▸ **SEZIONE DI TESTO**
▬▬▬▬▬▬▬▬▬▬

L’indimenticato ex bomber gialloblù si racconta in una lunga intervista alla Gazzetta di Parma. “L’amore della gente è il regalo più bello”

Domani Alessandro Melli compie 50 anni e la Gazzetta di Parma ha deciso di celebrare questo traguardo con una lunga intervista all’indimenticato ex bomber del Parma. Sempre nel cuore dei tifosi. “L’altro giorno due compagni di scuola di mia figlia che avranno avuto 8-9 anni mi hanno chiesto l’autografo. E’ stato bello, l’amore che la gente di Parma mi dimostra così spesso è il regalo che tengo più stretto per questi 50 anni“.

IDOLO.Barbuti. Con gli amici scavalcavamo la “mura” del Tardini alla Pezzani: adoravo andare a vedere il suo riscaldamento e me lo mangiavo con gli occhi. Se lo paragoniamo ai riscaldamenti di oggi vien da ridere. Lui si limitava a qualche palleggio. Era bravo a fare dei numeri e tanto bastava a incantarmi. In realtà per i modelli tecnici guardavo più su. Ero juventino e in quell’epoca c’erano Platini, Rossi, Boniek e tanti altri“.

CERESINI. “C’è stato un periodo in cui mi ero un po’ smarrito. Ceresini e mio padre un giorno vennero a parlarmi. Era l’anno del militare, covavo l’idea di smettere, ero demoralizzato: loro invece toccarono le corde giuste, mi diedero la carica. Ernesto poi fece un patto con Scala, al suo arrivo a Parma, promettendogli un grosso premio se mi avesse rivalorizzato. E anche questo mi stimolò a farmi ripartire. Avevo 19 anni ma ero anche convinto che per me fosse uno degli ultimi treni“.

▬▬▬▬▬▬▬▬▬▬

▸ **DESCRIZIONE DEL PROBLEMA**
Traduci in inglese questa frase del testo su Alessandro Melli: «Avevo 19 anni ma ero anche convinto che per me fosse uno degli ultimi treni.» Per rispondere serve soltanto il testo, senza altre fonti.

▬▬▬▬▬▬▬▬▬▬

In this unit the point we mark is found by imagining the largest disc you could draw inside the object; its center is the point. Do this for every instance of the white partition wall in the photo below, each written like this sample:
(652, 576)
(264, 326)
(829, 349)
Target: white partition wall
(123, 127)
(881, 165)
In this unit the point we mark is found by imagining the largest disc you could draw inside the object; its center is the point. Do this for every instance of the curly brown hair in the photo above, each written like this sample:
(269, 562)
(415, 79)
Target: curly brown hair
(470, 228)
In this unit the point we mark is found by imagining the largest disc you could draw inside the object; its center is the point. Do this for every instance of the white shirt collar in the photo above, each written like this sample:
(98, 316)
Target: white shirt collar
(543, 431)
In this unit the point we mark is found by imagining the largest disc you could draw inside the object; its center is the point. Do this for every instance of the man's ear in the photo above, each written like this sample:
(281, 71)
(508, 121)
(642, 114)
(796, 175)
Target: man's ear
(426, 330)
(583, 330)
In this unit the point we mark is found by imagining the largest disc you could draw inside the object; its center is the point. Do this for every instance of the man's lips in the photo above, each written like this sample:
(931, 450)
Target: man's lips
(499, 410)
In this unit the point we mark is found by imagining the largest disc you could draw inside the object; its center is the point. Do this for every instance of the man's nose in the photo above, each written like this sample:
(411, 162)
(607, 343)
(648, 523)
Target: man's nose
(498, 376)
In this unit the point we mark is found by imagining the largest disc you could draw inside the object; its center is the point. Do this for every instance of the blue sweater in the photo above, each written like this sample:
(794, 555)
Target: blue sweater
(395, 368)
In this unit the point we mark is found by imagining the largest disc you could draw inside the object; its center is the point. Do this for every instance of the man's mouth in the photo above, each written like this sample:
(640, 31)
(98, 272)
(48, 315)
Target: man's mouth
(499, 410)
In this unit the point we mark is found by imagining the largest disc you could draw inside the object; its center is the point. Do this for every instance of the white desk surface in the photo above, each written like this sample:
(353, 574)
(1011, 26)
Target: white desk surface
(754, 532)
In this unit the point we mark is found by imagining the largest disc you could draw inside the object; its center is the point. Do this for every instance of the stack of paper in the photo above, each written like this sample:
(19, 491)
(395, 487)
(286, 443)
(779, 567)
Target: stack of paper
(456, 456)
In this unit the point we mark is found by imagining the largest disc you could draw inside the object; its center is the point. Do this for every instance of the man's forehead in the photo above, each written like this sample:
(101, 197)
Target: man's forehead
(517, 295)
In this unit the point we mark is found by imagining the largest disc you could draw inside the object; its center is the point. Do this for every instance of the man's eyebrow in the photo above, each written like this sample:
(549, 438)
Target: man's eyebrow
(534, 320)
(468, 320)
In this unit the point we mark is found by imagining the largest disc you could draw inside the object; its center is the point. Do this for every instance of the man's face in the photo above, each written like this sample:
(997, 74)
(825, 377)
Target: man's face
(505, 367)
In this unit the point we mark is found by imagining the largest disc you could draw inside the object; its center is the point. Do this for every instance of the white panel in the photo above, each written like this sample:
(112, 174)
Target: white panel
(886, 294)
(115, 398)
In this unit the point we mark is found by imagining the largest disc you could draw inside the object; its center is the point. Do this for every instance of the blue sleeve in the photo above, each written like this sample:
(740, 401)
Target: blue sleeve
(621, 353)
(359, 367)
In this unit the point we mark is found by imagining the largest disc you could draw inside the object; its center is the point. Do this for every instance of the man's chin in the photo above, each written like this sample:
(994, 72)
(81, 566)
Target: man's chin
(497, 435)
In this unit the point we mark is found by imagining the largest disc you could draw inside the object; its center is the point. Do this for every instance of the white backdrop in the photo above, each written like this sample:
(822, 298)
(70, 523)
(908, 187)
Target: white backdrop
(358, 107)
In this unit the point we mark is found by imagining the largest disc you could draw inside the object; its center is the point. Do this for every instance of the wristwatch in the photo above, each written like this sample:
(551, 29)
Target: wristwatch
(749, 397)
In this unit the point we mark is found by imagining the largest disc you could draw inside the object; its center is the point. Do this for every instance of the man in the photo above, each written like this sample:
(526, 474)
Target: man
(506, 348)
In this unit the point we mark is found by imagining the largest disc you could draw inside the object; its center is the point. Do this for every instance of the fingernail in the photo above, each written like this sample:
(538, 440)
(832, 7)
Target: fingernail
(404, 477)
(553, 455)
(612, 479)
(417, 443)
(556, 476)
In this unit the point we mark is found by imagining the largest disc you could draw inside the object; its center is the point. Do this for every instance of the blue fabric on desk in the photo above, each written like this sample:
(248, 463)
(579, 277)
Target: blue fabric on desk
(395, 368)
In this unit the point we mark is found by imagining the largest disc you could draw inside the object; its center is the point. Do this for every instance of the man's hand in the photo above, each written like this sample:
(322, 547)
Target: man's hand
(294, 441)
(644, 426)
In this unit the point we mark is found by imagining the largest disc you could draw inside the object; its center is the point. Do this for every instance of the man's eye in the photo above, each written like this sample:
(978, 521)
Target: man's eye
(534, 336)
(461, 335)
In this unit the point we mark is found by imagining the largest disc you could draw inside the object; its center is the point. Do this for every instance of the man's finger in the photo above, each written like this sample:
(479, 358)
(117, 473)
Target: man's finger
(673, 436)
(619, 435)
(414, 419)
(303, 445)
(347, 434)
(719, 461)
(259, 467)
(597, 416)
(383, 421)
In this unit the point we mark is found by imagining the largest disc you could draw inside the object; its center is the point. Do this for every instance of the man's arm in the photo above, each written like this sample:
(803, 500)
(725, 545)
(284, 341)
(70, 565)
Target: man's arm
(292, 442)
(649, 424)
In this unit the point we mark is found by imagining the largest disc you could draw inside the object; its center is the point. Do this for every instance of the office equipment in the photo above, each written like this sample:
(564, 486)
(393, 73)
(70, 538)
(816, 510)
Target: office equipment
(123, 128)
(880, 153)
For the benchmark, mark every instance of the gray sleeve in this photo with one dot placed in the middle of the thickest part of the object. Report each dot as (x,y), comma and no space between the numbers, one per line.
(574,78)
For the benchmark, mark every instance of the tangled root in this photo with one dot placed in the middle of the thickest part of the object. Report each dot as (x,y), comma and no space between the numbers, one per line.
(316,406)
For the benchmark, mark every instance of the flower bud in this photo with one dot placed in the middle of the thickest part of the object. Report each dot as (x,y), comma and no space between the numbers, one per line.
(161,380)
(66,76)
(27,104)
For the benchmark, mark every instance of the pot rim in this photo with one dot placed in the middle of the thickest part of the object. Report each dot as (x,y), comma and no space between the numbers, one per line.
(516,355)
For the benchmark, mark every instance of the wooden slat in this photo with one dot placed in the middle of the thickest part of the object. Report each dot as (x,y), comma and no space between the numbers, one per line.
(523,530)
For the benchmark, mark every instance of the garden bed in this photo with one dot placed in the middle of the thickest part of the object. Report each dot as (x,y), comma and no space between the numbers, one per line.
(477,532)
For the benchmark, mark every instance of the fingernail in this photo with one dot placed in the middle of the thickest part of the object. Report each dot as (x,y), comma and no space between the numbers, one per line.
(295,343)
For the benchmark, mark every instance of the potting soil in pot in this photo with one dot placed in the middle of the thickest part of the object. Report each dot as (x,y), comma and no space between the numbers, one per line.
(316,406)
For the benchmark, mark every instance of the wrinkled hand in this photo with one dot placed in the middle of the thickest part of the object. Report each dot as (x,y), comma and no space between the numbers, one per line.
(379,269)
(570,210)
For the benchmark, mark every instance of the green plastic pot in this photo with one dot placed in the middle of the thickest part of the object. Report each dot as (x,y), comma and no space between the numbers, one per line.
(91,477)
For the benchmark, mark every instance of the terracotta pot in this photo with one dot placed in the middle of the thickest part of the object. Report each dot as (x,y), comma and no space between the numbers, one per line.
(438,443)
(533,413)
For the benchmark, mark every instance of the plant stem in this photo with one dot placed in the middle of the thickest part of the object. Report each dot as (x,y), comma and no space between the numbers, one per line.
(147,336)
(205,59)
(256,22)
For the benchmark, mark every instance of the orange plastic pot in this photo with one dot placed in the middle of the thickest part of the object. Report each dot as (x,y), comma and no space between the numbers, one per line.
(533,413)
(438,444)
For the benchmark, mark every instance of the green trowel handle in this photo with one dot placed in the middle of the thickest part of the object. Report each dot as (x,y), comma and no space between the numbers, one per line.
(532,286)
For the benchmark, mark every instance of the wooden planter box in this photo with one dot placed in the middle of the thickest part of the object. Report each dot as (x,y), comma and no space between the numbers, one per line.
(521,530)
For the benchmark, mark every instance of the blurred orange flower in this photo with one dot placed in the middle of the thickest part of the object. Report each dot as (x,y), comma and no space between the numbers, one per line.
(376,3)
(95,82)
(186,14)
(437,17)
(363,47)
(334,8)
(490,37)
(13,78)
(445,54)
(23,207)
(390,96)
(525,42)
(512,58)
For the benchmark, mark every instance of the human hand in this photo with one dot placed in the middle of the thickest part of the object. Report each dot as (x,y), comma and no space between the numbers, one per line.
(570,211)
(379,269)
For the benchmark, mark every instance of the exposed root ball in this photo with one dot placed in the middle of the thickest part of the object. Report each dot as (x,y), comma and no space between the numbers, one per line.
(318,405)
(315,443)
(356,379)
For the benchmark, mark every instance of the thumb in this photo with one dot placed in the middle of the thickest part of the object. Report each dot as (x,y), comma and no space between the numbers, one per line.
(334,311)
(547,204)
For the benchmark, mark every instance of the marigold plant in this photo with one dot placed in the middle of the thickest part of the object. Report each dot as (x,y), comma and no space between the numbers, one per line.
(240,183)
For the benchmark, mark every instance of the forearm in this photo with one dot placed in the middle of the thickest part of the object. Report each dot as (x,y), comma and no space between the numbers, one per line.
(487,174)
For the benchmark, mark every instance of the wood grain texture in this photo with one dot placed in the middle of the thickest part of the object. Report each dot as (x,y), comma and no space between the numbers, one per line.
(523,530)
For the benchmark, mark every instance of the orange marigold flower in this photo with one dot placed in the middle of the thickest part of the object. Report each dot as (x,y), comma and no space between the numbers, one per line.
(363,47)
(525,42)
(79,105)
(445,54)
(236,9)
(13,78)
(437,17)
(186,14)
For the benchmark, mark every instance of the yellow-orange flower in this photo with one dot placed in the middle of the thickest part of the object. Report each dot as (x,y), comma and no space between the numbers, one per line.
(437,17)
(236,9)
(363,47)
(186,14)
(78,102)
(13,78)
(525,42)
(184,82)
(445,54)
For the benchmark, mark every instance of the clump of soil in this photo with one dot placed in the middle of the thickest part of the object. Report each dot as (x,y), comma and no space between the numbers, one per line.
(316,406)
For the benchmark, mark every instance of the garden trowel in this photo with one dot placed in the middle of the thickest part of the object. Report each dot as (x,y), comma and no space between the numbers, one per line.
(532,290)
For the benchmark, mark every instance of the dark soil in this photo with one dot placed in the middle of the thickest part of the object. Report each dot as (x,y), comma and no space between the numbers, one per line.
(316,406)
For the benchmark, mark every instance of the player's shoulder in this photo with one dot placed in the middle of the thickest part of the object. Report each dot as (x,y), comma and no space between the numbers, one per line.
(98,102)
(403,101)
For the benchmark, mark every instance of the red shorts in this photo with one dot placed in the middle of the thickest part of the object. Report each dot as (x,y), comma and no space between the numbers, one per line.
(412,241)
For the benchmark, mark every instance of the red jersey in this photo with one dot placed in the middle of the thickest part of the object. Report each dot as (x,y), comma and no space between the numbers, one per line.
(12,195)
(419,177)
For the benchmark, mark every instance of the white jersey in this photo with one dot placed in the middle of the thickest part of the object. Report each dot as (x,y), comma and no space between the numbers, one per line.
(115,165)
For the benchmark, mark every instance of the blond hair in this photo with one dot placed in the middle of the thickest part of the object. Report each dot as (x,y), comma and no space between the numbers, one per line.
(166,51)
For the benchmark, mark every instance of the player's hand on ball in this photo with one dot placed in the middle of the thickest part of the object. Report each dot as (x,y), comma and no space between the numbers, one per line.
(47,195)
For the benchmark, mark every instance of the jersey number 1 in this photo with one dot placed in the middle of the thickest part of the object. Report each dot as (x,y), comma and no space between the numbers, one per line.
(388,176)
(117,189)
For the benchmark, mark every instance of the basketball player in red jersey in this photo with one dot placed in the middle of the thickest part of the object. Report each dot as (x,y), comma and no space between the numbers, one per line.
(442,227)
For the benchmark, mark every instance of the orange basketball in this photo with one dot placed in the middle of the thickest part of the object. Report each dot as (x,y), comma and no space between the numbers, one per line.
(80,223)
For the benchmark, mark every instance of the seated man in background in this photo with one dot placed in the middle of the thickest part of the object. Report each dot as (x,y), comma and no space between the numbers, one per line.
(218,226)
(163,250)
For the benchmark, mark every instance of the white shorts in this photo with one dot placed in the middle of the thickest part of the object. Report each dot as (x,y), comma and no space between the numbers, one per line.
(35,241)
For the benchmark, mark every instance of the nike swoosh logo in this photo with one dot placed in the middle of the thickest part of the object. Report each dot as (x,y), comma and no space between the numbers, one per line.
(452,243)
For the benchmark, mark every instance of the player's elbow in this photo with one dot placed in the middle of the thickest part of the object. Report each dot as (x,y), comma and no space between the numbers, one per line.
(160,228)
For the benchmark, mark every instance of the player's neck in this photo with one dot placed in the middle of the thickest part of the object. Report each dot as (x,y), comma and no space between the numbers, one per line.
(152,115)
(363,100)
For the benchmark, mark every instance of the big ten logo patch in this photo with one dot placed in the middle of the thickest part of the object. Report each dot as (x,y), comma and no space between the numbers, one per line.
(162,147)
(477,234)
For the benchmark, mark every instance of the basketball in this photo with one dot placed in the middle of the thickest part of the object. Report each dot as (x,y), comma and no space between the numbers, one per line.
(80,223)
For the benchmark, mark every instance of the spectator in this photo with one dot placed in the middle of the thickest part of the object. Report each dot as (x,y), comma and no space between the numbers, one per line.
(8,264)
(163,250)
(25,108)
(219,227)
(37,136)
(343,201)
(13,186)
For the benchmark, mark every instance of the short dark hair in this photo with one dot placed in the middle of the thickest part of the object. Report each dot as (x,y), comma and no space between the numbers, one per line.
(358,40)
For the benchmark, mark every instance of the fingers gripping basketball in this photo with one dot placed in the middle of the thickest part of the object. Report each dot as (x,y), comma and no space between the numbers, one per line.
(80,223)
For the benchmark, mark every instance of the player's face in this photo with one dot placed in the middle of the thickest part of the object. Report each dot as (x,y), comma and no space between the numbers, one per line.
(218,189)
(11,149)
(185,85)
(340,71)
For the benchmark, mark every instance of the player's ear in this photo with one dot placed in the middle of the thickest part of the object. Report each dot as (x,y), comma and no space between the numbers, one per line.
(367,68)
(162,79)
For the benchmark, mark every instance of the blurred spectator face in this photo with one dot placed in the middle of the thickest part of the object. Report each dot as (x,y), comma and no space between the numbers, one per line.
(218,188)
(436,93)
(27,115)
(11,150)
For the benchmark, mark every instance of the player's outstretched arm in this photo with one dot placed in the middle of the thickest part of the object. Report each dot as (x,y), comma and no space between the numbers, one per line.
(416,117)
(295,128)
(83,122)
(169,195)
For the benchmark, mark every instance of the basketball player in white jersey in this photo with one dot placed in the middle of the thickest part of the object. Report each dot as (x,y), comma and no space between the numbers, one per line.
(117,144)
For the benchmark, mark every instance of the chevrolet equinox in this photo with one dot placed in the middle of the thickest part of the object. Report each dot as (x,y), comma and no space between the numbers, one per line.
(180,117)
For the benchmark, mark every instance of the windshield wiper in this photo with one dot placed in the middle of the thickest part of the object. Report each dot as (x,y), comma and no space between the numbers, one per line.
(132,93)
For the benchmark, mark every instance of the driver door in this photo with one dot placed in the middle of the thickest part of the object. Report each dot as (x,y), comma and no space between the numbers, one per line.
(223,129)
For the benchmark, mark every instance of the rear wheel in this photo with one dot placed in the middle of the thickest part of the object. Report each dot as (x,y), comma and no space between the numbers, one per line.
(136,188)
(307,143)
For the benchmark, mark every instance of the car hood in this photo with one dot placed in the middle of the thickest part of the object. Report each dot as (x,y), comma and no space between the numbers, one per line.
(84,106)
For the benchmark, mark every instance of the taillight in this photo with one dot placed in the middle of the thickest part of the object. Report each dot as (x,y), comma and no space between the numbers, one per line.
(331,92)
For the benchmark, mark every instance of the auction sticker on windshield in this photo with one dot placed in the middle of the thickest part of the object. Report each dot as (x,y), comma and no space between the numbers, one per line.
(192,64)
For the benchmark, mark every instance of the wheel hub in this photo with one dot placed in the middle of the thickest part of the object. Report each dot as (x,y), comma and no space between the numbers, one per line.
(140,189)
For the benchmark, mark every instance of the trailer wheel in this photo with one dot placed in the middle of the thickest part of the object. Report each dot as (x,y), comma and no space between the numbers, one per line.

▬▬▬▬▬▬▬▬▬▬

▸ **SOLUZIONE DELL'ESERCIZIO**
I was 19, but I was also convinced that for me it was one of the last trains.